▶ [TEXT SEGMENT]:
In a recent study, raters examining before-and-after photos of facelift… (S.Jezerinac/Custom Medical…)
It turns out plastic surgery really does make you look younger, one study has found — on average, in the case of one Canadian doctor’s patients, 7.2 years younger.
Some plastic surgeons “tend to use the terms more youthful and more refreshed, but precise quantification of these attributes has remained elusive,” a team of cosmetic surgeons wrote in a study published Monday in the Archives of Facial Plastic Surgery (italics theirs).
Hoping to come up with “an objective measure of surgical success” — and not have to depend solely on patient-reported satisfaction to assess the success of cosmetic surgery procedures — the researchers, from the University of Toronto in Canada and the NorthShore University Health System in Evanston, Ill., asked first-year medical students to view pictures of 60 patients (54 women and six men, age 45 to 72) upon whom one of the physicians, Dr. Peter A. Adamson, had operated. Of the surgical patients, 22 had facelifts and neck lifts only, 17 also had surgery on their upper and lower eyelids and 21 had the first two procedures as well as forehead lifts.
The 40 medical-student “raters” were divided into four groups of 10. Each group viewed the same set of randomized patient photos — 30 pictures for each group, including photographs from before and six months after surgery — and provided estimated ages for the patients. On average, the med students estimated that the patients were 1.7 years younger than their actual chronological age before surgery and 8.9 years younger than their chronological age after surgery.

▶ [THINGS TO DO]:
**a)** Decide whether each statement below agrees with the plastic surgery study text, answering yes or no and quoting the words of the text that settle it. (i) The people who rated the photos were first-year medical students. (ii) All 60 patients in the study were women. (iii) Each group of raters viewed 30 pictures.
**b)** Carry the plastic surgery study text forward, beginning after its final sentence.

▶ [DATA RECORDS]:
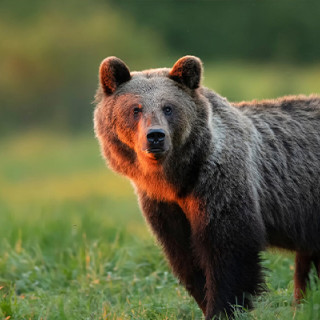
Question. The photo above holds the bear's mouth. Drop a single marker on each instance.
(155, 153)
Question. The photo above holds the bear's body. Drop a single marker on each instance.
(217, 182)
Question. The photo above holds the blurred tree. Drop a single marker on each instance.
(51, 50)
(283, 31)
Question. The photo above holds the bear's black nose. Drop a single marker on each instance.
(156, 136)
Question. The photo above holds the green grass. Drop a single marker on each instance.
(74, 245)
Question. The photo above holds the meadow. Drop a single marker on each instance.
(74, 244)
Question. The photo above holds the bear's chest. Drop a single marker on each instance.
(157, 187)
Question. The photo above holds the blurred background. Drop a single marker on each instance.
(56, 195)
(51, 50)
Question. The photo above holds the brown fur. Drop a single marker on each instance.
(218, 182)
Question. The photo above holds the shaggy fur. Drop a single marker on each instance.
(218, 182)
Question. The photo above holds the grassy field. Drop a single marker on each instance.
(74, 245)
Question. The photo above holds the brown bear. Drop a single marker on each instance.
(218, 182)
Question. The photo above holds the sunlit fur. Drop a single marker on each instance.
(237, 177)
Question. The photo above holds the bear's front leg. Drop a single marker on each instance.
(228, 245)
(172, 230)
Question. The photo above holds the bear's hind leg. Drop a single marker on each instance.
(301, 274)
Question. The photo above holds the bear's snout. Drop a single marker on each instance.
(156, 143)
(156, 137)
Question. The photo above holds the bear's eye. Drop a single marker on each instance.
(167, 110)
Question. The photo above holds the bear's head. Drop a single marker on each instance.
(144, 117)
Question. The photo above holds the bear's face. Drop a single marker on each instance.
(150, 113)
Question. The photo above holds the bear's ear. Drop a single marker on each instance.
(187, 70)
(112, 73)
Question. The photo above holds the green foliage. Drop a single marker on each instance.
(51, 50)
(73, 247)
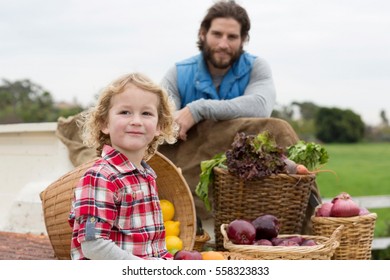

▶ [ANSWERS IN ORDER]:
**a)**
(i) Yes: "asked first-year medical students to view pictures of 60 patients"
(ii) No: "54 women and six men"
(iii) Yes: "30 pictures for each group"

**b)**
Patients who had more procedures generally looked younger, the raters reported. For patients in the first group, who had facelifts only, perceived age fell 5.7 years; in the facelift and eyelid group, it fell 7.5 years and in the group that also had forehead lifts it fell 8.4 years.
In other words, at least when it comes to Adamson’s patients, it’s not just surgery recipients who seem to think they look younger — plausibly younger, the surgeons suggested.
“Our results show a modest but significant reduction in perceived age after aesthetic facial surgery,” the co-authors wrote. “Although motivations for aesthetic surgery may vary, a prevailing concept includes the desire to achieve a more youthful appearance while maintaining one’s unique attributes and identifying characteristics. Given these expectations, a mean 7.2-year reduction in perceived age is indeed consistent with this goal.”